_Supplied material:_
*** Block opens ***

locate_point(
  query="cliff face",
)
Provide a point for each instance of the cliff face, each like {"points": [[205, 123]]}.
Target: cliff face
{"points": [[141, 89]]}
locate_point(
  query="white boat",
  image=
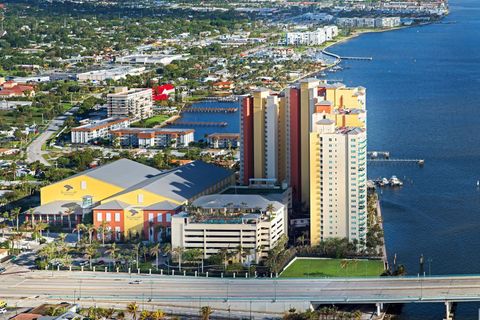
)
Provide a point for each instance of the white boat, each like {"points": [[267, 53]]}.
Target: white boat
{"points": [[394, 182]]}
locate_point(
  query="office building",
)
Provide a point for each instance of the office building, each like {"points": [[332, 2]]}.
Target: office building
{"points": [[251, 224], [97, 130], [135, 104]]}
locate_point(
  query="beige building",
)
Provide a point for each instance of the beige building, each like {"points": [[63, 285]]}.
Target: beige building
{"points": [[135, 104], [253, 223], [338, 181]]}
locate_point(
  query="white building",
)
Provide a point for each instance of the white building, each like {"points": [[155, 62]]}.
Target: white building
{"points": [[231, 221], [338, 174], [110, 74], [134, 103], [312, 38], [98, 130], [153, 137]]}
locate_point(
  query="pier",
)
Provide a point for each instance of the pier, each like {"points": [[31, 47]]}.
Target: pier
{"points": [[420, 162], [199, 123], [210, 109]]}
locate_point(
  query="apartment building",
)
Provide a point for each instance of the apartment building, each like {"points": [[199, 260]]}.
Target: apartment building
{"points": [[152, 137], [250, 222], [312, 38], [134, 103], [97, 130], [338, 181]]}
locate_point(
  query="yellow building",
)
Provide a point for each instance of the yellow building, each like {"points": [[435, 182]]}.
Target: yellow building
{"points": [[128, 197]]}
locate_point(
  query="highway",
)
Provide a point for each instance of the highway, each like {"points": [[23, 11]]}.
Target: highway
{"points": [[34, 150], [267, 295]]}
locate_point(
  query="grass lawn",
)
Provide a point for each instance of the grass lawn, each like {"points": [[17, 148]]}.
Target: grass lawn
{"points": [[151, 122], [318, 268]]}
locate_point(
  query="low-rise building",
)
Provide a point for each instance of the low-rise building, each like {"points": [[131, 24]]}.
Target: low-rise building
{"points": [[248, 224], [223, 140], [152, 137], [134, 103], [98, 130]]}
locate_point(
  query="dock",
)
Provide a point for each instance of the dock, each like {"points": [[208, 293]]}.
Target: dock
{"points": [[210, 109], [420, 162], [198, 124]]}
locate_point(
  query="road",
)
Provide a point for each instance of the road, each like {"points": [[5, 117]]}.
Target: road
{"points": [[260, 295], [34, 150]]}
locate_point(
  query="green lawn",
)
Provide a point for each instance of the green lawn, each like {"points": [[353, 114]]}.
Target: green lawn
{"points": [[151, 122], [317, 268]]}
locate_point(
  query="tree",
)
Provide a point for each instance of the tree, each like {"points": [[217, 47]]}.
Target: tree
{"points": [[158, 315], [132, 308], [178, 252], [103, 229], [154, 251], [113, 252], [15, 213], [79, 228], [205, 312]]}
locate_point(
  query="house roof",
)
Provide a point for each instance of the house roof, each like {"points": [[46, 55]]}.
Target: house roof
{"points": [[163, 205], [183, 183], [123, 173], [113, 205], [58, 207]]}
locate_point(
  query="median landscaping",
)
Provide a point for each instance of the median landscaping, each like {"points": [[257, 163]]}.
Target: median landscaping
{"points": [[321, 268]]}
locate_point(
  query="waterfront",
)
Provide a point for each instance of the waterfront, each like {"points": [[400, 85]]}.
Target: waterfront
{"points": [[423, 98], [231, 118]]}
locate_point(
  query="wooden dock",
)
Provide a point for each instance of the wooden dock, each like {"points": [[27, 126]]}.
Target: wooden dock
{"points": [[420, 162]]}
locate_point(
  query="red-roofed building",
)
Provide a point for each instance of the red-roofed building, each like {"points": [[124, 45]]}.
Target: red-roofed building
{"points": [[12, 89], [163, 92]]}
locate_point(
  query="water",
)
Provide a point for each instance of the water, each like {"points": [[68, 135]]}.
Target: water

*** Block closes ***

_Exercise instructions:_
Everything in the entries above except the pictures should be given again exactly.

_Response to the exercise:_
locate_point(
  query="cliff face",
)
Provide a point for each instance of the cliff face, each like {"points": [[205, 123]]}.
Target: cliff face
{"points": [[141, 89]]}
locate_point(
  query="white boat",
  image=
)
Provide a point for each instance of the white boat, each like {"points": [[267, 53]]}.
Target: white boat
{"points": [[394, 182]]}
locate_point(
  query="office building",
)
Provide a point for each instance of the office building, each like {"points": [[332, 2]]}.
Target: office building
{"points": [[251, 224], [97, 130], [135, 104]]}
locate_point(
  query="beige building",
)
Provide a point for each instance of the beige building, each like {"points": [[63, 285]]}.
Target: beige building
{"points": [[135, 104], [253, 223], [338, 181]]}
locate_point(
  query="white building",
)
Provide a point for each instance of the white building, each like {"points": [[155, 62]]}.
Target: white building
{"points": [[231, 221], [338, 174], [110, 74], [134, 103], [312, 38], [98, 130], [153, 137]]}
locate_point(
  query="pier",
)
Provide a point for each instance of the pier, each like {"points": [[31, 47]]}.
Target: pier
{"points": [[420, 162], [199, 123], [210, 109]]}
locate_point(
  query="apartment building",
)
Provide a point for each instance of the apartment building, each like {"points": [[199, 260]]}.
Target: apartment building
{"points": [[152, 137], [250, 222], [312, 38], [134, 103], [97, 130], [338, 181]]}
locate_point(
  query="yellow building",
)
Provide a point for each instance of the yellow building, each like {"points": [[435, 182]]}.
Target: yellow building
{"points": [[128, 197]]}
locate_point(
  query="highway",
)
Provide a point for each instance of the highway, each like {"points": [[23, 11]]}.
Target: highway
{"points": [[34, 150], [267, 295]]}
locate_point(
  query="grass lawn",
)
Provide a point for each instance of the grass lawn, each like {"points": [[17, 148]]}.
Target: grass lawn
{"points": [[151, 122], [318, 268]]}
locate_point(
  query="low-rise building",
)
Provide a point for each instance of the low-rise building, each like {"points": [[131, 24]]}.
Target: low-rise building
{"points": [[248, 224], [223, 140], [152, 137], [134, 103], [98, 130]]}
locate_point(
  query="dock",
)
Provide a point for each instance of the dock, each like {"points": [[208, 293]]}.
Target: dock
{"points": [[210, 109], [420, 162], [198, 124]]}
locate_point(
  query="road",
)
Provide a point for each instance of the road, each like {"points": [[5, 117]]}.
Target: road
{"points": [[260, 295], [34, 150]]}
locate_point(
  query="green lawn",
)
Provide a point for each instance of the green lawn, each like {"points": [[353, 114]]}.
Target: green lawn
{"points": [[151, 122], [317, 268]]}
locate_point(
  query="tree",
)
Provide a point for each instance of the tree, each like {"points": [[217, 47]]}.
Target: tree
{"points": [[158, 315], [132, 308], [178, 252], [103, 229], [154, 251], [113, 252], [15, 213], [79, 228], [205, 312]]}
locate_point(
  query="house roof",
)
Provide a point for each instance of the house roof, each like {"points": [[46, 55]]}.
Target: house roof
{"points": [[163, 205], [183, 183], [123, 173], [113, 205], [58, 207]]}
locate_point(
  query="median landscaping",
)
Provide a point for each instance of the median landscaping, each like {"points": [[257, 163]]}.
Target: median landscaping
{"points": [[321, 268]]}
locate_point(
  query="waterfront",
)
Provide a point for each instance of the waterfront, each like {"points": [[400, 85]]}.
Target: waterfront
{"points": [[423, 98], [231, 118]]}
locate_point(
  query="wooden dock",
)
Provide a point for each instance of the wooden dock, each like {"points": [[27, 126]]}.
Target: wooden dock
{"points": [[420, 162]]}
locate_point(
  query="red-roofed building",
)
Provide a point for each instance of the red-roofed building, each like {"points": [[124, 45]]}.
Target: red-roofed building
{"points": [[12, 89], [163, 92]]}
locate_point(
  query="water",
)
Provide a point for each instance of the water, each like {"points": [[68, 135]]}.
Target: water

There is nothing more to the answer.